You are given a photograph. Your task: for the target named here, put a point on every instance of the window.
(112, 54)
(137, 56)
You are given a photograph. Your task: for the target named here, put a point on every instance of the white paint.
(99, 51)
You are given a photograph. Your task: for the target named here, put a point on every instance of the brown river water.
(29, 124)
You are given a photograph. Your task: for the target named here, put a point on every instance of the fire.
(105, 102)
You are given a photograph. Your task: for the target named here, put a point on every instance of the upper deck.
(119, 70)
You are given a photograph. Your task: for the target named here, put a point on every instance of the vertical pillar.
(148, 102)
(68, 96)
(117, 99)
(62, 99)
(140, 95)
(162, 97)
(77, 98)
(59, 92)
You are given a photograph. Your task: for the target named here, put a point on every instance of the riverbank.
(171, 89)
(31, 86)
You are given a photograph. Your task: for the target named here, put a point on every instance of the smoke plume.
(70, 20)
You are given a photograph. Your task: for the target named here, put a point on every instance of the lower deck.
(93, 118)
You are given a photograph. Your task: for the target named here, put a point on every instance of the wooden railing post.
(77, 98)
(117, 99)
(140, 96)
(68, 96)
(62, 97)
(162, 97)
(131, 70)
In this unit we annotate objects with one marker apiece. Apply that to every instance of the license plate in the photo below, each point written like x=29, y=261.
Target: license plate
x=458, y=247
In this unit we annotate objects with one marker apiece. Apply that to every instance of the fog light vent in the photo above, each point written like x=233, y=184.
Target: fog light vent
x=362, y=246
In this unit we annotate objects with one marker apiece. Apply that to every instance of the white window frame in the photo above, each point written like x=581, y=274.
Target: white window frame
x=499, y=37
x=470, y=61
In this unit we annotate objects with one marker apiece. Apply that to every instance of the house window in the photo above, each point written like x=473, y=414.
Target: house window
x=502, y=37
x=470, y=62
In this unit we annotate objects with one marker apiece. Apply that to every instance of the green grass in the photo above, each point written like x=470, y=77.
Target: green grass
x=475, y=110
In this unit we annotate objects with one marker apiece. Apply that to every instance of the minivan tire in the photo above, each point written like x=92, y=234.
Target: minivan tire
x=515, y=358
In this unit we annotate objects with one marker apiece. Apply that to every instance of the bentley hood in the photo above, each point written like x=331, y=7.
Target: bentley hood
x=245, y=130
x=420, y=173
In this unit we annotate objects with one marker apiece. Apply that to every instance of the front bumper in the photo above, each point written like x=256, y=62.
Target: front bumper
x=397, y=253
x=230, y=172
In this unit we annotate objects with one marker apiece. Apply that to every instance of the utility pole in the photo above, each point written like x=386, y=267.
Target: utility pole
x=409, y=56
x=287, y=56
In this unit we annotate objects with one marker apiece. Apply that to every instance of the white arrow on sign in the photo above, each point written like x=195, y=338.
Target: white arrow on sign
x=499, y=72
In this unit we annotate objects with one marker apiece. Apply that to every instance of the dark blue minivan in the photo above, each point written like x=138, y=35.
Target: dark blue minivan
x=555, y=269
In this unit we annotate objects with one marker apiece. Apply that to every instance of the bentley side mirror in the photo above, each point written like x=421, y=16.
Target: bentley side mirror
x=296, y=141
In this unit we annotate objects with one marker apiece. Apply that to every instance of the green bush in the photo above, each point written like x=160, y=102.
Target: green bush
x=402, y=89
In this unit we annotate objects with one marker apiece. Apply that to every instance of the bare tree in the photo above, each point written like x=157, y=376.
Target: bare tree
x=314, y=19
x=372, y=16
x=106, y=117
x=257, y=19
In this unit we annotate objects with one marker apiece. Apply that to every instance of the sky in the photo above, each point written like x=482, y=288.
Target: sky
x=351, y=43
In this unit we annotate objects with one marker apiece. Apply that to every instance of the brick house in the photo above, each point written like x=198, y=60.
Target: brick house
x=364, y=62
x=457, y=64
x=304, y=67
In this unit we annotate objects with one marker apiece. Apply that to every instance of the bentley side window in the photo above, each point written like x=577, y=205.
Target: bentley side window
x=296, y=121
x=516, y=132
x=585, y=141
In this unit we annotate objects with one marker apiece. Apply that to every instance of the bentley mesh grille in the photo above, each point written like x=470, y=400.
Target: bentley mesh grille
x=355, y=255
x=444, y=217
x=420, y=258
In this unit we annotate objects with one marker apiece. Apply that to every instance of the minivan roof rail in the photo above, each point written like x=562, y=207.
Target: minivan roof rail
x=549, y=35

- _Exercise directions_
Repeat the records, every one of them, without any deviation.

- _Answer box_
You are given a photograph. Your task: for the target named here, put a point on every instance of the window.
(112, 54)
(137, 56)
You are given a photograph. Your task: for the target named here, put a point on every instance of the white paint.
(99, 51)
You are given a photograph. Your task: for the target named here, put a point on every instance of the brown river water.
(29, 124)
You are given a photograph. Your task: for the target named here, put a point on every instance of the fire.
(105, 102)
You are given a photograph. Your task: for the target named here, put a point on every instance of the upper deck.
(119, 70)
You are given a photograph. Your task: for the target named here, put a point on every instance of the vertical pillar.
(148, 102)
(68, 96)
(117, 99)
(62, 99)
(140, 95)
(162, 97)
(77, 98)
(59, 92)
You are given a photograph. Your task: for the target named here, put a point on every instance of the riverbank.
(171, 89)
(31, 86)
You are given a photograph. Your task: for the target named here, put a point on every instance of the smoke plume.
(70, 20)
You are given a photograph. Your task: for the target named here, put a point on every instance of the lower deck.
(93, 118)
You are given a photograph. Your task: for the target named here, put a point on every instance of the wooden railing post.
(77, 98)
(117, 99)
(140, 96)
(68, 96)
(62, 97)
(162, 97)
(131, 70)
In this unit we annotate objects with one marker apiece. Apply that to every instance of the license plate in the photo below, each point written like x=29, y=261.
Target: license plate
x=458, y=247
In this unit we annotate objects with one marker apiece. Apply that to every instance of the fog light vent in the photo above, each point written like x=233, y=184.
Target: fog light vent
x=362, y=246
In this unit we annotate objects with one marker apiece. Apply that to every instance of the white window frame in the photo above, each point written like x=581, y=274.
Target: white window frame
x=499, y=37
x=470, y=61
In this unit we annotate objects with one marker apiece. Apply that to every instance of the house window in the photo above, each point written like x=473, y=414.
Target: house window
x=502, y=37
x=470, y=62
In this unit we annotate objects with one marker apiece. Apply that to every instance of the green grass in the photo above, each point written like x=470, y=77.
Target: green grass
x=475, y=110
In this unit we annotate objects with one marker apiece. Apply that to every instance of the minivan tire in the photo above, each point written like x=92, y=234.
Target: minivan tire
x=515, y=358
In this unit we annotate objects with one marker apiece. Apply that to every instance of the bentley hood in the photo above, each point written like x=331, y=7.
Target: bentley hood
x=245, y=130
x=420, y=173
In this unit we annotate objects with one marker apiece. Apply that to every instance of the front bumper in the photo above, each point written like x=256, y=62.
Target: front bumper
x=397, y=253
x=230, y=172
In this unit we annotate objects with one marker apiece. Apply that to every instance of the utility pole in the photo above, each point written like x=386, y=267.
Target: utility pole
x=409, y=56
x=287, y=56
In this unit we annotate objects with one marker apiece. Apply that to every instance of the white arrow on sign in the photo above, each point written like x=195, y=338.
Target: white arrow on sign
x=499, y=72
In this unit we annotate objects with one marker apiece. Apply that to every instance of the dark blue minivan in the photo above, each point written like x=138, y=35.
Target: dark blue minivan
x=555, y=269
In this unit we annotate objects with one marker apiece. Apply that to every instance of the bentley side mirror in the photo above, each point written like x=421, y=16.
Target: bentley side mirror
x=296, y=141
In this unit we annotate objects with one marker apiece. Apply that to every instance of the green bush in the photo above, each point written like x=160, y=102.
Target: green bush
x=402, y=89
In this unit we annotate objects with one marker apiece. Apply that to every instance of the bare tree in the photo above, each point written like x=157, y=376.
Target: bare tree
x=314, y=19
x=372, y=16
x=106, y=117
x=257, y=19
In this unit we annotate objects with one marker apiece. Apply that to every instance of the sky in the photo above, each point written like x=482, y=288.
Target: sky
x=351, y=43
In this unit we annotate objects with one marker apiece. Apply that to every instance of the brick house in the photo above, each point written like x=198, y=60.
Target: brick house
x=364, y=62
x=457, y=64
x=304, y=67
In this unit we annotate objects with one marker apiece. Apply that to every instance of the bentley side window in the photo above, each point written like x=577, y=205.
Target: bentley side window
x=296, y=121
x=516, y=132
x=585, y=141
In this unit we annotate objects with one marker apiece. Apply that to every instance of the bentley mesh grille in the photo above, each point written like x=470, y=400.
Target: bentley mesh grille
x=355, y=255
x=444, y=217
x=420, y=258
In this unit we annotate objects with one marker apiece. Apply that to every instance of the minivan roof rail in the photo above, each point written like x=562, y=207.
Target: minivan roof rail
x=549, y=35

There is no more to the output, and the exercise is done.